Data for this task:
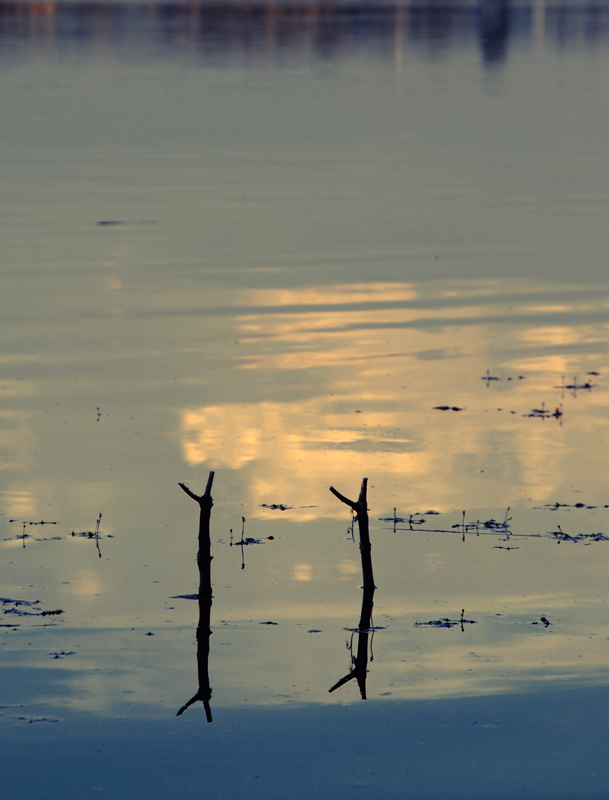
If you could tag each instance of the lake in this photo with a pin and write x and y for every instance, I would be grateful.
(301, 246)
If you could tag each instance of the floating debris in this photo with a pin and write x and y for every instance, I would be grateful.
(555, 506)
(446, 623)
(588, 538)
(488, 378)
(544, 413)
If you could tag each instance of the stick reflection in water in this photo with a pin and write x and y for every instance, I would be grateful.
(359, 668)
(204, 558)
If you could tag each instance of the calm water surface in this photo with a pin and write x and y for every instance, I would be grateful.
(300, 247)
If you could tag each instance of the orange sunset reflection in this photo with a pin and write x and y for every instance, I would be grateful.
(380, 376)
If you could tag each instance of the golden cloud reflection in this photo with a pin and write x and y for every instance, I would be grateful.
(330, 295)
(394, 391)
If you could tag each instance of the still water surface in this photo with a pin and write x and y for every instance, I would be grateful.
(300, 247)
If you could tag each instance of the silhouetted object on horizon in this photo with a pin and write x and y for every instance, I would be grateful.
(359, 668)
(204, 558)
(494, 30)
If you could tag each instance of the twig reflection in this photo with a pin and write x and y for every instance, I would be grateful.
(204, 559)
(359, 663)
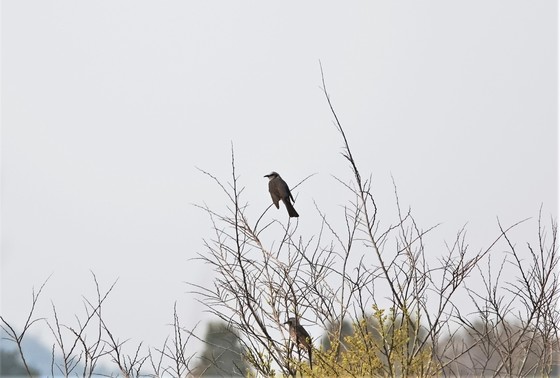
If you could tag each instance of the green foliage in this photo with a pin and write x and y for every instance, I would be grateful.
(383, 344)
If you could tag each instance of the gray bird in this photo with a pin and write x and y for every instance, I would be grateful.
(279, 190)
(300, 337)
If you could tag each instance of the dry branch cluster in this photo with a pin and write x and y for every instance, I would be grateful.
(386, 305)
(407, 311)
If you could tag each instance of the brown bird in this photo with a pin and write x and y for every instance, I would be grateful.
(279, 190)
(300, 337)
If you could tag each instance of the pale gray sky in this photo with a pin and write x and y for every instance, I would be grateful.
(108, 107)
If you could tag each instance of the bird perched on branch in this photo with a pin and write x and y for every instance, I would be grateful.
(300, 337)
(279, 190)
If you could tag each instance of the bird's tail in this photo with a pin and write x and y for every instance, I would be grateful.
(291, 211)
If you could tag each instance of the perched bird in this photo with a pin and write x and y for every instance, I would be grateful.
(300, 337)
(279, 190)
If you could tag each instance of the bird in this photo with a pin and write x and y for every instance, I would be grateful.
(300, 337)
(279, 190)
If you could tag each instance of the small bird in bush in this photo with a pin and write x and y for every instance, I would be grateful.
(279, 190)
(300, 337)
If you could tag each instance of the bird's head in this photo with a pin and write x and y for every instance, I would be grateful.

The task: The expected output is the complete listing, word for word, without any picture.

Output for this task:
If you could tag each instance of the lake in this photo with a pin and write x and y for every instance, I would be grateful.
(301, 246)
If you could tag each instance of the floating debris in this photo with a pin and write x and y for every instance, I would be grateful.
(555, 506)
(446, 623)
(588, 538)
(488, 378)
(544, 413)
If you could tag each instance of the stick reflection in water in this photo with a pin and write x and y for every instance, I would be grateful.
(359, 668)
(204, 558)
If you could tag each instance of the calm water surface in this photo with a pin and write x and y for every instance, I would be grateful.
(300, 247)
If you could tag each instance of the orange sunset reflection in this photo with a pin and write x and y for every instance, I would be grateful.
(380, 376)
If you could tag each instance of the golden cloud reflection in this photo with a pin and write x and y for every instance, I would be grateful.
(330, 295)
(394, 391)
If you could tag each instance of the still water surface in this photo with a pin and write x and y for every instance, I would be grateful.
(300, 247)
If you could tag each instance of the silhouetted object on horizon in this photo with a pin and write x and y for every instance, I would be grateful.
(359, 668)
(204, 558)
(494, 30)
If you could tag each instance of the twig reflection in this photo with a pin and write x and y for every instance, I would be grateful.
(204, 559)
(359, 663)
If you could tag each instance of the green foliage in this photo with a pin and write x and y for every instance, I would be grateful.
(383, 344)
If you could tag each instance of the gray bird in this photo with a pin and write x and y for every instance, I would be grateful.
(279, 190)
(300, 337)
If you could tag each instance of the dry branch cluster in this photo with a pin and write x and y for every instance, I would be grateful.
(386, 305)
(407, 311)
If you could tag each instance of the brown bird in this photo with a pin and write x and y for every instance, I would be grateful.
(279, 190)
(300, 337)
If you could tag each instance of the pale gray sky in this photo with a pin and write x and y for every instance, I would be grateful.
(108, 107)
If you could tag each instance of the bird perched on branch in this photo with a pin and write x and y for every instance, I would be grateful.
(300, 337)
(279, 190)
If you could tag each instance of the bird's tail in this photo with a pin and write x and y for every instance, I would be grateful.
(291, 211)
If you could tag each instance of the perched bird in this photo with a pin and write x and y for every instance, I would be grateful.
(300, 337)
(279, 190)
If you could tag each instance of the bird in this photo with a pin and write x and y for every instance, I would be grateful.
(300, 337)
(279, 190)
If you could tag each instance of the small bird in bush in this photo with a pin and write x and y for every instance, I would be grateful.
(279, 190)
(300, 337)
If you could tag each instance of the bird's head in this photo with a pin and write x and y for every instance, I would be grateful.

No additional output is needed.